Page text —

= = = = = = =

What Is Fawning? Understanding This Hidden Trauma Response
- Jennifer Shlomovich
- Apr 15
- 3 min read

Have you ever found yourself saying yes when you really wanted to say no, or putting someone else’s needs ahead of your own just to keep the peace? This pattern is often labeled as people-pleasing, but there’s a deeper layer that many don’t realize—it can be a nervous system response known as fawning. Fawning is a survival strategy where we prioritize others’ comfort, approval, or safety over our own in order to avoid conflict, rejection, or emotional discomfort. What may look like being “nice” on the surface is often rooted in a learned need to feel safe and accepted, even at the cost of abandoning ourselves.
As a recovering people-pleaser, I still feel challenged by this ingrained need to not upset or disapoint others. The awareness I have around my triggers for this behavior has helped me prioritize my needs much better. It's been an on going process of healing and growth.
Examples of fawning include:
Saying yes when you want to say no
Agreeing to things out of fear of disappointing someone or causing conflict.
Over-apologizing
Saying “I’m sorry” excessively, even when you haven’t done anything wrong.
Avoiding conflict at all costs
Keeping your true thoughts or feelings to yourself to maintain peace.
People-pleasing to gain approval
Going out of your way to be liked, even if it means ignoring your own needs.
Taking responsibility for others’ emotions
Feeling like it’s your job to keep everyone else happy or comfortable.
Struggling to express your needs
Feeling guilty, anxious, or selfish for wanting or asking for something.
Over-explaining or justifying yourself
Feeling the need to give long explanations to be understood or accepted.
Changing yourself to fit in
Adapting your personality, opinions, or preferences depending on who you’re with.
Freezing or going along with things that feel uncomfortable
Not speaking up in the moment, even when something doesn’t feel right.
Being hyper-aware of others’ moods
Constantly scanning for how others are feeling and adjusting your behavior accordingly.
Healing fawning isn’t about becoming someone new—it’s about slowly remembering that your needs, your voice, and your truth matter too. You are worthy!
Do you struggle with fawning? Here are some journal prompts that can help you overcome this behavior.
Where in my life do I notice myself saying yes when I really mean no?

= = = = = = =

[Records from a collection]
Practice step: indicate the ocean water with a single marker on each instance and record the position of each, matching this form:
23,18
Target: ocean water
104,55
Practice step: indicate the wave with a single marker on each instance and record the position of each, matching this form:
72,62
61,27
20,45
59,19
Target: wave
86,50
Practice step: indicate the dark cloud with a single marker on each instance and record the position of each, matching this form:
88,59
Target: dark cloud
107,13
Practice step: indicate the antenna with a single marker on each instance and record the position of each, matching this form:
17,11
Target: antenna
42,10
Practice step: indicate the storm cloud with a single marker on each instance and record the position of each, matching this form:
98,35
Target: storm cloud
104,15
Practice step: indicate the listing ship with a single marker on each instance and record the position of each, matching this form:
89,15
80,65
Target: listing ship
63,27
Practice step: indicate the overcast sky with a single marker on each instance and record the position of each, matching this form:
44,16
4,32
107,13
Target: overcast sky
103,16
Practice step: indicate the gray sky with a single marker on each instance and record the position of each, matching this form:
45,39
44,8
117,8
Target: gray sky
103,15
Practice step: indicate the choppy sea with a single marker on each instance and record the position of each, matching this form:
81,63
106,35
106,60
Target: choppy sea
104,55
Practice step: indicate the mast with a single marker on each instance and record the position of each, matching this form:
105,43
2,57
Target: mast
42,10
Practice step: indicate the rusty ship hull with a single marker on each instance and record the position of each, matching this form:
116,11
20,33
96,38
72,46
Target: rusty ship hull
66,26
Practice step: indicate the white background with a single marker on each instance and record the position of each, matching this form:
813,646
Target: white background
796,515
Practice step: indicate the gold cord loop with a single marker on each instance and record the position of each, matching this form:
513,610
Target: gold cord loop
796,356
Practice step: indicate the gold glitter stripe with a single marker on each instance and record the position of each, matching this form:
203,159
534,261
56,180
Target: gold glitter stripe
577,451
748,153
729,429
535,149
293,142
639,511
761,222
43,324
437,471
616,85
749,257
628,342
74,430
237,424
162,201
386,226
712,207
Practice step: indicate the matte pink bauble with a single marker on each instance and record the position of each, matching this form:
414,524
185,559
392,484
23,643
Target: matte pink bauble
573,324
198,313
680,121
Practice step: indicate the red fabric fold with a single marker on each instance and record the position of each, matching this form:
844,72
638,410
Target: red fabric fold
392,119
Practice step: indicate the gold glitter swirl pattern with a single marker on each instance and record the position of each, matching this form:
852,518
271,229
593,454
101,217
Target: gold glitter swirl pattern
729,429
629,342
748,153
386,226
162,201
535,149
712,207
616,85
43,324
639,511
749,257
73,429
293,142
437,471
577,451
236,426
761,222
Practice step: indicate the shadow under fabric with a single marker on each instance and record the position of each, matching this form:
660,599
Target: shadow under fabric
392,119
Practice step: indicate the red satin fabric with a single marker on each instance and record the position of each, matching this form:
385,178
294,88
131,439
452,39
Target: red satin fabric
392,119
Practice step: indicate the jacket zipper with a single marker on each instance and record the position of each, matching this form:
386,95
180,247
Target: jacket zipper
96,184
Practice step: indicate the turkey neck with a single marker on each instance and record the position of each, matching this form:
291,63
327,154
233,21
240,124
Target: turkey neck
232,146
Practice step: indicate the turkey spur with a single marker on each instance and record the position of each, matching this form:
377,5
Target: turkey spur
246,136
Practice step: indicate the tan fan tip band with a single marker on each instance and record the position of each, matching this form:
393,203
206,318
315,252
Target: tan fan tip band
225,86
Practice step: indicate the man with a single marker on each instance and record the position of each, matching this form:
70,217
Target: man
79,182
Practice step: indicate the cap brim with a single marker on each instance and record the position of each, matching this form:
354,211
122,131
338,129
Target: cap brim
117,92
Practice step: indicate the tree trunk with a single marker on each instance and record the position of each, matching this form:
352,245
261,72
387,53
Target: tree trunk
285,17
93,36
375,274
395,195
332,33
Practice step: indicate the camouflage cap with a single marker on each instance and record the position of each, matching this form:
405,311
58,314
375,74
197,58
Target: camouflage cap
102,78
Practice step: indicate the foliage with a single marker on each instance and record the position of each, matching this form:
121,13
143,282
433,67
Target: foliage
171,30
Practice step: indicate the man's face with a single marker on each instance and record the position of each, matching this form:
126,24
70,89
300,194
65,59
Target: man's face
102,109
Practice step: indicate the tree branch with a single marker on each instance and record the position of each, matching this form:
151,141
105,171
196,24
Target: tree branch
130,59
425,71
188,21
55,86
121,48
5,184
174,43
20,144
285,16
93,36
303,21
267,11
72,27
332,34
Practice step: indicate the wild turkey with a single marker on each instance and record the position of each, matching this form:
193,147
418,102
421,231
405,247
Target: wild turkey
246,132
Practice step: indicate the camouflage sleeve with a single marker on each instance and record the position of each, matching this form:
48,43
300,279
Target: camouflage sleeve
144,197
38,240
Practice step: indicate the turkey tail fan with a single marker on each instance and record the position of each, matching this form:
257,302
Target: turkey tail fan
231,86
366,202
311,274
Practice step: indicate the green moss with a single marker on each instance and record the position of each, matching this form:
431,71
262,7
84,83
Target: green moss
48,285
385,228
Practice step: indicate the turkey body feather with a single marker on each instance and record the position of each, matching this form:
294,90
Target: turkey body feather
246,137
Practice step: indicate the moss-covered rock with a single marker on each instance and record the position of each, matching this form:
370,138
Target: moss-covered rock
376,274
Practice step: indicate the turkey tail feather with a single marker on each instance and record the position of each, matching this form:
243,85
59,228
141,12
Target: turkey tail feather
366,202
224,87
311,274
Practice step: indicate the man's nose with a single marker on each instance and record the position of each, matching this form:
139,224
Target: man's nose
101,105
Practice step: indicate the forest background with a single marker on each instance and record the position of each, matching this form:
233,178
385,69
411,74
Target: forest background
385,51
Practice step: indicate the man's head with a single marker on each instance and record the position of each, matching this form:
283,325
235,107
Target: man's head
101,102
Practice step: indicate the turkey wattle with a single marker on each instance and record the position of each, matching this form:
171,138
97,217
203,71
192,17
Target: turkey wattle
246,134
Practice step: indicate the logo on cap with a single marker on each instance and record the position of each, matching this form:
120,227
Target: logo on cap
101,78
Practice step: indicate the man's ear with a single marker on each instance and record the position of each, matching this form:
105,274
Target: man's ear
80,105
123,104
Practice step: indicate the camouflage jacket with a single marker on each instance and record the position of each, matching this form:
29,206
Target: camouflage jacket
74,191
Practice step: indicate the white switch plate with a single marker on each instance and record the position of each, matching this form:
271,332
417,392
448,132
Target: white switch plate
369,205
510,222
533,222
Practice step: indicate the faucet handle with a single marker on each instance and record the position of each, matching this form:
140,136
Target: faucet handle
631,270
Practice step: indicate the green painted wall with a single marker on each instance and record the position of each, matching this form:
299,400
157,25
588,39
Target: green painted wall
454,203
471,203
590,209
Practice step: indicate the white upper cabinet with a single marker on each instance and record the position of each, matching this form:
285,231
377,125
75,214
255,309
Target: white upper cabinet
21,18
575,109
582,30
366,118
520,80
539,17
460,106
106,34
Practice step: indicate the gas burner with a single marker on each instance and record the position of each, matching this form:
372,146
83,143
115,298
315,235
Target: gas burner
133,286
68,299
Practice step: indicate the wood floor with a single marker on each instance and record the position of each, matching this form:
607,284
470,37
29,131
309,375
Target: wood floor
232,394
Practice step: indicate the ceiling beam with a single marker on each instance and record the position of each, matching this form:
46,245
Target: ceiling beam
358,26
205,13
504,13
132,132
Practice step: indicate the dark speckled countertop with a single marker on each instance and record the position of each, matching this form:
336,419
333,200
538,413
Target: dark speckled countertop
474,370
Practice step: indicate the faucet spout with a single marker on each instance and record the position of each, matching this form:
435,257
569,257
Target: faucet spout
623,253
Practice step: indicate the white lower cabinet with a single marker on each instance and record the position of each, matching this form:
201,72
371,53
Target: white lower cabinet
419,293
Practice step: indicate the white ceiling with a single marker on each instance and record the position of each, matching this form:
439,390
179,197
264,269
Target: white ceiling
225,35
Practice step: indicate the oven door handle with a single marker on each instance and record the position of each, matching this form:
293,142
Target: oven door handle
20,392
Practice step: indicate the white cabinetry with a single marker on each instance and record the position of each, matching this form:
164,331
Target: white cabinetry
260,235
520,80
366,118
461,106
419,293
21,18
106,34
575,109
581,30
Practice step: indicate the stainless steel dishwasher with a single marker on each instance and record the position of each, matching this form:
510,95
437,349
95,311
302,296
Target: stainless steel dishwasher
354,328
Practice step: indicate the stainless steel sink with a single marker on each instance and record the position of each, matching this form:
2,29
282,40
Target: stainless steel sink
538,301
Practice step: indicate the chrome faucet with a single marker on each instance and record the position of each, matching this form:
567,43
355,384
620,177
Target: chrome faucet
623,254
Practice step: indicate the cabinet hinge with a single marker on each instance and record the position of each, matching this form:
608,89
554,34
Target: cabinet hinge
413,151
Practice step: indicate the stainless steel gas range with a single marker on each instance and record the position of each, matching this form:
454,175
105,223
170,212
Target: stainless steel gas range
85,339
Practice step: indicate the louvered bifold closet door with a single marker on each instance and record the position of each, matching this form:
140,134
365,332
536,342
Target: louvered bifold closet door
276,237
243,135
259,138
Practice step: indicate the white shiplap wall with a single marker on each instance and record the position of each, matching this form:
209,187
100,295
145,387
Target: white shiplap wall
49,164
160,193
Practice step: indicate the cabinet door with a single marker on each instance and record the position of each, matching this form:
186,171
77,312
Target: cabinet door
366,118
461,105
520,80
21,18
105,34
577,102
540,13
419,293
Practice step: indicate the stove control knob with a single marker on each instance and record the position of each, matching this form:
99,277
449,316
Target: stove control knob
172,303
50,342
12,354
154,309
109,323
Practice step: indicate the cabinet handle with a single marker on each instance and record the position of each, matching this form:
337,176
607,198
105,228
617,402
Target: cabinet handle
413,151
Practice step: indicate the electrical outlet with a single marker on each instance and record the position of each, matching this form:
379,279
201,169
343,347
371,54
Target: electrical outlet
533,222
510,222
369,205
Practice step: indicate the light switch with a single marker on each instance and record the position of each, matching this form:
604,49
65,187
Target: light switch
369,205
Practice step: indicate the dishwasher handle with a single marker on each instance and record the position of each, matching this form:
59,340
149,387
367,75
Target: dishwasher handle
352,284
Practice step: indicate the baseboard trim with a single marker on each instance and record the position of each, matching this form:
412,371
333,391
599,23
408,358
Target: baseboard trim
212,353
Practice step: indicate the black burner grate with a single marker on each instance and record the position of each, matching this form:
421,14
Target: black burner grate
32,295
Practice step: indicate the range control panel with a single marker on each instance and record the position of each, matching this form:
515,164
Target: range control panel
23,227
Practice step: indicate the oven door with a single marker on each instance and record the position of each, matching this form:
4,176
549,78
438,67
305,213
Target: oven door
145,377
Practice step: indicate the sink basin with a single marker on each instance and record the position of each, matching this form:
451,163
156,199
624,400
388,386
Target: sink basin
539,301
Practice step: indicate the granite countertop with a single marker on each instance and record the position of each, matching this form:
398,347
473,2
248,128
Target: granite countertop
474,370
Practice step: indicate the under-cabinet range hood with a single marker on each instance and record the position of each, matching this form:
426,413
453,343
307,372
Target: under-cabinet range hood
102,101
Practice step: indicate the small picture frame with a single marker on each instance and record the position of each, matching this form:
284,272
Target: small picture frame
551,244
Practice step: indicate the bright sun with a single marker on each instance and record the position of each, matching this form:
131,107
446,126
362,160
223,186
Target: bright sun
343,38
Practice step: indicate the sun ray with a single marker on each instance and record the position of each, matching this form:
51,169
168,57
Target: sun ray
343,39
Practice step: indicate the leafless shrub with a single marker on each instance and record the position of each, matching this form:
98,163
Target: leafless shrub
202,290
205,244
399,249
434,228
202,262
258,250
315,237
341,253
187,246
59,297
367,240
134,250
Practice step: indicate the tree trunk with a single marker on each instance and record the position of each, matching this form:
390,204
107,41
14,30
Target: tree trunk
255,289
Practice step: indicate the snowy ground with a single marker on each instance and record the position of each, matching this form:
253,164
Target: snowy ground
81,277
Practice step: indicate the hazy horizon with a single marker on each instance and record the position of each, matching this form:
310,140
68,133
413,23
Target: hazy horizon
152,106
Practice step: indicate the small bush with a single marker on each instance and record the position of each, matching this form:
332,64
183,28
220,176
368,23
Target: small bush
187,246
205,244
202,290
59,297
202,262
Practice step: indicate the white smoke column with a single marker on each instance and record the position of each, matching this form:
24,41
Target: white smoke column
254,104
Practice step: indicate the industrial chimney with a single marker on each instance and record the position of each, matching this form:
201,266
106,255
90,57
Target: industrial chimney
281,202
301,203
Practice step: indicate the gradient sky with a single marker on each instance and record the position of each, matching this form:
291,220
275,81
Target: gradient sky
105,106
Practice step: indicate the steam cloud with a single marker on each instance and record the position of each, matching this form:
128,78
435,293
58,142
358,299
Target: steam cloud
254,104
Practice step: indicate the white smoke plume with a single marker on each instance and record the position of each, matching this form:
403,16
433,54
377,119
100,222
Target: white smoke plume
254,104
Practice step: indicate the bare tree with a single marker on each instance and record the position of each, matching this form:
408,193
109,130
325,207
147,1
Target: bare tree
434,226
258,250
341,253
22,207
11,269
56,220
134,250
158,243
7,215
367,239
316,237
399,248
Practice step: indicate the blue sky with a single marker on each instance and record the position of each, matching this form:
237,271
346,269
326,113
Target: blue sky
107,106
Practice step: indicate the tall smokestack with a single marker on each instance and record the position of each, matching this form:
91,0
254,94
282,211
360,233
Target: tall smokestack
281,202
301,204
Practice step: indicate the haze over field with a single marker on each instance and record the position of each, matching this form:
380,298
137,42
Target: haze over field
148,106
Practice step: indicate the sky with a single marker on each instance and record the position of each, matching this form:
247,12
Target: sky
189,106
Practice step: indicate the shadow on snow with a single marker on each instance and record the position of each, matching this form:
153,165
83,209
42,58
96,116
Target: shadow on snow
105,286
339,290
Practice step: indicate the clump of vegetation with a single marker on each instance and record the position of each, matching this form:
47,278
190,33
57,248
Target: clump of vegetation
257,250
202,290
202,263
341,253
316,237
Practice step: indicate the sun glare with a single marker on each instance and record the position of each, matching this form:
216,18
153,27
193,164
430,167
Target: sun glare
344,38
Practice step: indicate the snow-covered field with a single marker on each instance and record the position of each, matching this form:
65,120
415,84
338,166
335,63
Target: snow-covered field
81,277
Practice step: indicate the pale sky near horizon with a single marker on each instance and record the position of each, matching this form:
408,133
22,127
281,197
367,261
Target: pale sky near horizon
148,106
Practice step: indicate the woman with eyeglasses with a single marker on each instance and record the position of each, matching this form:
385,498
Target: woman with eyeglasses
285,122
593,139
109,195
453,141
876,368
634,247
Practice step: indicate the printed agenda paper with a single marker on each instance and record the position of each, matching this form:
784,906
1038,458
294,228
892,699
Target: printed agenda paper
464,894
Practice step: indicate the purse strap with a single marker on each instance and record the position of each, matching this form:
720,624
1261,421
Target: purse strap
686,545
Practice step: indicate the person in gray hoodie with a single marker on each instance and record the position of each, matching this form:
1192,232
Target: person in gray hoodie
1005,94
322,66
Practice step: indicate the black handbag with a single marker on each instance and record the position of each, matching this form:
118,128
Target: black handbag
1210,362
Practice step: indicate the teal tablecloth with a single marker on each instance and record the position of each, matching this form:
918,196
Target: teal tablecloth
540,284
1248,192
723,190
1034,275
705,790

= = = = = = =

What you will do —
**1.** Decide whether each statement agrees with the post on fawning, answering yes or no and quoting the deciding words: (a) The post says fawning can be a nervous system response. (b) The post describes over-apologizing as saying "I'm sorry" only when you have done something wrong. (c) The post says healing fawning is about becoming someone new.
**2.** Carry the post on fawning forward from its final line.

Results in order —
**1.**
(a) Yes: "it can be a nervous system response known as fawning"
(b) No: "Saying “I’m sorry” excessively, even when you haven’t done anything wrong."
(c) No: "Healing fawning isn’t about becoming someone new"

**2.**
What thoughts or fears come up for me in those moments?
What am I afraid might happen if I express my true feelings or needs?
Are these fears rooted in past experiences or current reality?
How do I feel in my body when I override my own needs to please someone else?
What sensations, emotions, or signals can I begin to notice?
What would it look like to honor my needs in one small situation today?
How can I practice choosing myself in a way that feels safe and manageable?
If I fully trusted that I am worthy of being heard and respected, how would I show up differently?
Therapy can be very helpful in working through this as well. As much as I have worked on this part of myself, I still get triggered at times. Owning a business can certainly trigger these feelings in me. In September I started working with a therapist again to help me work through the next wave of healing I am navigating. It is important to be gentle and kind with yourself. Cultivating inner-safety and regulating your nervous system and you do this deep healing work is crucial. I recently wrote a blog post about this that you can read here.
Can you relate to any of these examples of fawning? Do you have any tips for overcoming them? Let me know in the comments.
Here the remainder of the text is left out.